_Consegna_
Conti quante righe dell'elenco seguente contengono la stringa "steep", distinguendo tra maiuscole e minuscole. Riporti soltanto il numero.

_Dati di identificazione delle posizioni_
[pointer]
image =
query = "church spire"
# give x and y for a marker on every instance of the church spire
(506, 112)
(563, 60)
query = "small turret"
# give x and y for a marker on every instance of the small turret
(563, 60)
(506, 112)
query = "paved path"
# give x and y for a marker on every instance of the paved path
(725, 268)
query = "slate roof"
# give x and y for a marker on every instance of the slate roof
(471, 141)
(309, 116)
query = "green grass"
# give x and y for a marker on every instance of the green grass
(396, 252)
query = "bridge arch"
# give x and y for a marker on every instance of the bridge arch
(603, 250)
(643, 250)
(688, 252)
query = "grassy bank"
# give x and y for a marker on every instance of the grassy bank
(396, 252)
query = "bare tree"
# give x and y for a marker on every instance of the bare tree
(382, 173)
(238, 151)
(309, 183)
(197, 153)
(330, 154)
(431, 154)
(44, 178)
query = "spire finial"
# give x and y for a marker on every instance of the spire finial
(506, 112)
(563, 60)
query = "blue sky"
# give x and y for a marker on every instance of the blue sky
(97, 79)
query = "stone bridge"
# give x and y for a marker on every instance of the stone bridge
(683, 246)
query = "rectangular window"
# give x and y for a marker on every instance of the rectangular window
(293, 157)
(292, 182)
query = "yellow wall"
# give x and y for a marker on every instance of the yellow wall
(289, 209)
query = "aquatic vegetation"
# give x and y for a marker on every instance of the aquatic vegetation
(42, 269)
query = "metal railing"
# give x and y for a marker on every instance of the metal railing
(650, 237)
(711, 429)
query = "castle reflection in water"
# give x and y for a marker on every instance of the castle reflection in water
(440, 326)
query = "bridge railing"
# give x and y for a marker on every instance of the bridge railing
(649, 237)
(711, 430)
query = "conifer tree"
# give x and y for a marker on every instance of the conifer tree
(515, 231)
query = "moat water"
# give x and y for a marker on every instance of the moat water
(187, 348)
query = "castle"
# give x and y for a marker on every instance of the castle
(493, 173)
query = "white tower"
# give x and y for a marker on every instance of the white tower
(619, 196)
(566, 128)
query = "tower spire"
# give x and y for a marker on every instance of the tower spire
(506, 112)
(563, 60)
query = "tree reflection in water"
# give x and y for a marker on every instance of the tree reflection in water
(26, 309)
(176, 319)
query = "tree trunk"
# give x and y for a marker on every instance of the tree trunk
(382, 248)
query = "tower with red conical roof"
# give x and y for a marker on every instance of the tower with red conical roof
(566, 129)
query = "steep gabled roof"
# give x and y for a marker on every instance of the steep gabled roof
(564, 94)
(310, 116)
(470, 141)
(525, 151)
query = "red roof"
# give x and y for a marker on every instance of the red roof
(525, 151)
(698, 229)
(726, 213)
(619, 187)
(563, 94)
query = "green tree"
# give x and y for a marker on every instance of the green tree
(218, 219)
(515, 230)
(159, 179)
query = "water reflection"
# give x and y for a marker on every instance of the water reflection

_Risultato_
2